Address by Governor Patrick Honohan to the Small Firms Association

11 May 2010 Speech

I would like to take the opportunity of this occasion to speak to about the two-way interdependence between the banking system and the State, which has been illustrated in dramatic fashion in recent weeks.

Understanding and managing the elements of this interdependence is key to improving the situation with regard to the cost and availability of credit, matters that are of central interest to my hosts tonight, the Small Firms Association.

In brief, my message is twofold:

  • First, continued consolidation of the public finances is key to ensuring a flow of reasonably-priced liquidity to the banks and their customers;
  • Second, the recapitalization of the banks, which we announced at the end of March, is key to dispelling the cloud of ill-defined banking losses that has been hanging over the public finances for many months.

The extraordinary events in European and international financial markets over the past few days show clearly how a better flow of credit does not simply depend on the motivation and skill of bank management

Improvements in the flow of credit can only go hand-in-hand with the creation and maintenance of firm foundations in terms of the capital reserves of the banks, the national fiscal stance and national cost competitiveness.

Credit and finance generally depend crucially on confidence. And in a country as open as Ireland – still a world champion in its degree of globalization – that confidence has to extend to the global audience, especially those who have invested in Ireland, and those who will continue to invest in Ireland. It also means confidence at home on the part of those – like my audience today – whose actions can help restart investment and boost job creation, and those whose job it is to help finance that restart.

This week and last the media focus has been on confidence in international financial markets. Ireland has not been directly under the spotlight, but the fact that it has been just off-stage is illustrated by what I would regard as wide spreads on Irish Government debt, which – albeit fluctuating – have been a feature for well over a year.

Recorded information —
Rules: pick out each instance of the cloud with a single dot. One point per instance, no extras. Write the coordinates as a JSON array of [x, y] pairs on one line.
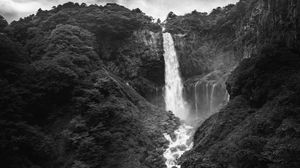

Goal —
In the speech to the Small Firms Association, when was the recapitalization of the banks announced?

Correct answer —
At the end of March.